## start SELECTION
Keywords

1 Introduction

Machine learning and data mining techniques have been extensively investigated, and various attempts have been made to apply them to baseball e.g., [1,2,3,4,5]. Tolbert and Trafalis applied SVM (Support Vector Machine) to predicting MLB (Major League Baseball) championship winners [1]. Ishii applied K-means clustering to identifying undervalued baseball players [2]. Pane applied K-means clustering and Fisher-wise criterion to identifying clusters of MLB pitchers [3]. Tung applied PCA (Principal Component Analysis) and K-means clustering to analyzing a multivariate data set of career batting performances in MLB [4]. Vazquez applied time series and clustering algorithms to predicting baseball results [5]. In this paper, we propose an integration method that uses Self-Organizing Maps (SOM) [6] and the analytic hierarchy process (AHP) [7] to cluster professional baseball players and to make decision on team reinforcement strategy. We used data of pitchers in Japanese baseball teams. First, we collected data of 302 pitchers and clustered these pitchers using fourteen features. Second, we created pitcher maps of all teams and each team with SOM. Third, we examined main features of each cluster. Fourth, we considered team reinforcement strategies by using pitcher maps. Finally, we used AHP to determine the team reinforcement strategy.

2 Clustering Professional Baseball Players with SOM

The SOM algorithm is based on unsupervised, competitive learning [6]. It provides a topology preserving mapping from the high dimensional space to map units. Map units, or neurons, usually form a two-dimensional lattice and thus the mapping is a mapping from high dimensional space onto a plane.

Previously, we proposed a way of purchase decision support using SOM and AHP. First, we provided two class boundaries, which divide the range between the maximum and minimum of an input feature value into three equal parts. Second, we created self-organizing product maps using the classified inputs. We applied our way to five kinds of products and confirmed its effectiveness [8]. When we previously compared SOM with the other clustering algorithms (hierarchical clustering and K-means clustering) for product clustering, SOM were superior to the other clustering algorithms for both visibility and clustering ability [9]. Therefore, we used SOM for baseball players clustering.

We used data of pitchers of NPB (Nippon Professional Baseball Organization) [10]. We collected data of 302 pitchers in 2015 from Japanese professional baseball database [10, 11]. We clustered these pitchers using the following fourteen features: number of games pitched, number of wins, number of loses, number of save, number of hold, number of innings pitched, rate of strikeouts, ERA (earned run average), percentage of hits a pitcher allows, WHIP (walks plus hits per inning pitched), K/BB (strikeout to walk ratio), FIP (fielding independent pitching), LOB% (left on base percentage), RSAA (runs saved above average).
## end SELECTION
◆ REQUIRED TASK 1 ◆
Translate this sentence from the paper on clustering baseball pitchers into Spanish: "We used data of pitchers in Japanese baseball teams."
◆ REQUIRED TASK 2 ◆
Write the next part of the paper on clustering baseball pitchers, picking up after its final sentence above.
## start DATA EXTRACT
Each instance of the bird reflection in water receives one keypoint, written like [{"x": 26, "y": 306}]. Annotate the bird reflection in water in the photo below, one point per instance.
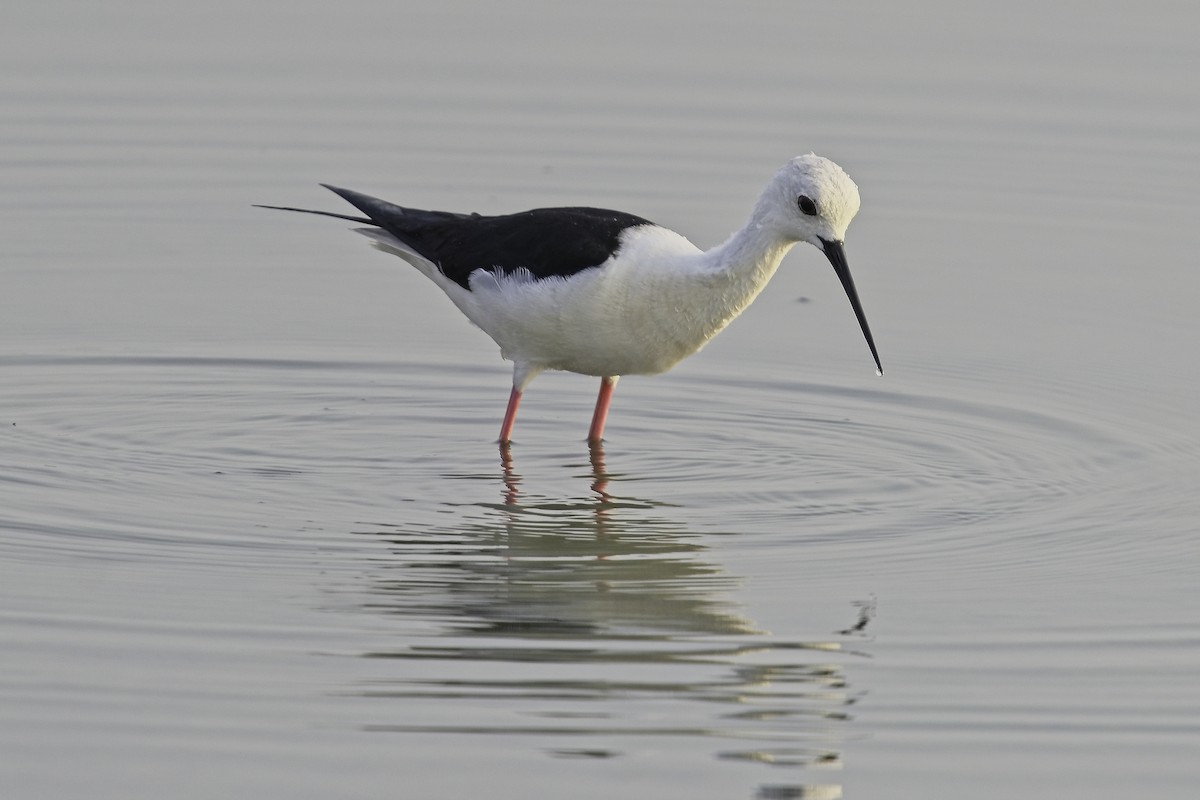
[{"x": 598, "y": 627}]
## end DATA EXTRACT
◆ EXERCISE RESPONSE 1 ◆
Utilizamos datos de lanzadores de equipos de béisbol japoneses.

◆ EXERCISE RESPONSE 2 ◆
In each feature, we provide two class boundaries, which divide the range between the maximum and minimum of an input feature value into three equal parts. For classifying the data of the number of games pitched, we divided the number into three classes: under 27, over 28 to 50, and over 51. For classifying the data of the number of wins, we divided the number into three classes: under 5, over 6 to 10, and over 11. For classifying the data of the number of loses, we divided the number into three classes: under 4, over 5 to 8, and over 9. For classifying the data of the number of save, we divided the number into three classes: under 13, over 14 to 27, and over 28. For classifying the data of the number of hold, we divided the number into three classes: under 13, over 14 to 26, and over 27. For classifying the data of the number of innings pitched, we divided the number into three classes: under 74, over 75 to 140, and over 141. For classifying the data of the rate of strikeouts, we divided the rate into three classes: under 6.09, over 6.10 to 10.15, and over 10.16. For classifying the data of ERA, we divided ERA into three classes: under 3.52, over 3.53 to 6.64, and over 6.65. For classifying the data of the percentage of hits a pitcher allows, we divided the percentage into three classes: under 8.35, over 8.36 to 13.08, and over 13.09. For classifying the data of WHIP, we divided WHIP into three classes: under 1.36, over 1.37 to 2.08, and over 2.09. For classifying the data of K/BB, we divided K/BB into three classes: under 4.70, over 4.71 to 8.85, and over 8.86. For classifying the data of FIP, we divided FIP into three classes: under 3.20, over 3.21 to 5.27, and over 5.28. For classifying the data of LOB%, we divided LOB% into three classes: under 0.661, over 0.662 to 0.814, and over 0.815. For classifying the data of RSAA, we divided RSAA into three classes: under −2.1083, over −2.1082 to 16.65, and over 16.66.

Table 1 shows a part of the feature matrix for pitchers.

Table 1. A part of the feature matrix for pitchers.

We inputted the data of all pitchers into SOM and created pitcher maps of all teams. Figure 1 shows self-organizing map of pitchers of all teams. Figures 2, 3 and 4 show examples of component maps of pitchers.

Fig. 1.
figure 1

Self-organizing cluster map of pitchers of all teams.

Fig. 2.
figure 2

Component map of pitchers of all teams: number of innings pitched. (Color figure online)

Fig. 3.
figure 3

Component map of pitchers of all teams: ERA (Earned Run Average). (Color figure online)

Fig. 4.
figure 4

Component map of pitchers of all teams: number of save. (Color figure online)

There were seven clusters in Fig. 1. When inspecting component maps, the feature of each cluster is clear. For example, red neurons correspond to over 141 innings pitched in Fig. 2(c) and red neurons correspond to over 75 to 140 innings pitched in Fig. 2(b). Red neurons correspond to under 3.52 ERA in Fig. 3(a) and red neurons correspond to over 3.53 to 6.64 ERA in Fig. 3(b). Red neurons correspond to over 28 save in Fig. 4(c).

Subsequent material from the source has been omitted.